Yet “free money” is proving difficult for governors to resist. So, at a minimum, states should not be allowed to use the bed tax scam to avoid paying even their legally required 7 percent share of the Obamacare Medicaid expansion. Think about it; if a state is unwilling to spend even 7 percent, why should federal taxpayers pay 93 percent? Or 100 percent via the bed tax scam?
The saddest thing about the expansion of Medicaid, which will cost federal taxpayers at least half a trillion dollars over the next decade, is that it isn’t likely to improve health outcomes for new enrollees.
Medicaid pays doctors below-market reimbursements and burdens them with extensive paperwork and bureaucracy. Adding 12 million people to Medicaid rolls, which is CBO’s current projection of the impact of the expansion, will only exacerbate the shortage of primary care physicians and specialists who can afford to take Medicaid patients and add significantly to emergency rooms' workload.
Medicaid is so broken that surgical outcomes for Medicaid patients are actually worse than for patients who are uninsured. A landmark 2010 study from the University of Virginia, "Primary Payer Status Affects Mortality for Major Surgical Operations," found that that surgical patients on Medicaid are 13 percent more likely to die than uninsured patients.

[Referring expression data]
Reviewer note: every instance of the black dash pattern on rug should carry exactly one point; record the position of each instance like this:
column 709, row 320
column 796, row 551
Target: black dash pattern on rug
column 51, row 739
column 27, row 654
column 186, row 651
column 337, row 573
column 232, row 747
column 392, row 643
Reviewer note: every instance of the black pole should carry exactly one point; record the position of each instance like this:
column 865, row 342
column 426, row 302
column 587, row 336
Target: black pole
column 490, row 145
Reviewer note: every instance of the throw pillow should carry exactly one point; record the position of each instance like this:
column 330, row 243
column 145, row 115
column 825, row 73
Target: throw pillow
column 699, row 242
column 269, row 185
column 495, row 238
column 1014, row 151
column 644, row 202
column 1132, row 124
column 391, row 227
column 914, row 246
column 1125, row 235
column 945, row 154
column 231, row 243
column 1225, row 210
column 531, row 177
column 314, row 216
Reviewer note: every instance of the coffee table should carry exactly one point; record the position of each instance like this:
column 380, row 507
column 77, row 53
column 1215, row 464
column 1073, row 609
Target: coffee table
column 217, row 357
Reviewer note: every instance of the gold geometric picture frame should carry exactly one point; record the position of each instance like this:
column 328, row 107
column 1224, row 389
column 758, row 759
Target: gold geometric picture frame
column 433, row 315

...

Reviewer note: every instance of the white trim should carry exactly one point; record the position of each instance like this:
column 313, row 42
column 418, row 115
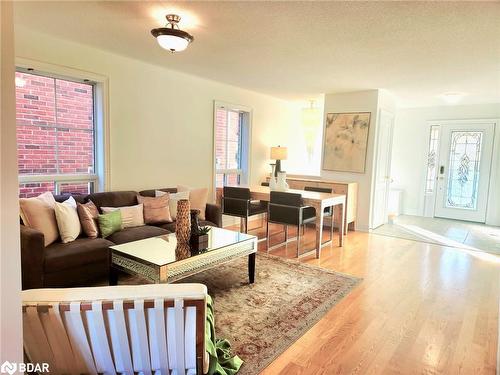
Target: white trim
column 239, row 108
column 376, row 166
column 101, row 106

TASK ITEM: From the passage on Medicaid expansion above, set down the part starting with "Medicaid pays doctors" and going on through "than uninsured patients.", word for word.

SOLUTION BELOW:
Medicaid pays doctors below-market reimbursements and burdens them with extensive paperwork and bureaucracy. Adding 12 million people to Medicaid rolls, which is CBO’s current projection of the impact of the expansion, will only exacerbate the shortage of primary care physicians and specialists who can afford to take Medicaid patients and add significantly to emergency rooms' workload.
Medicaid is so broken that surgical outcomes for Medicaid patients are actually worse than for patients who are uninsured. A landmark 2010 study from the University of Virginia, "Primary Payer Status Affects Mortality for Major Surgical Operations," found that that surgical patients on Medicaid are 13 percent more likely to die than uninsured patients.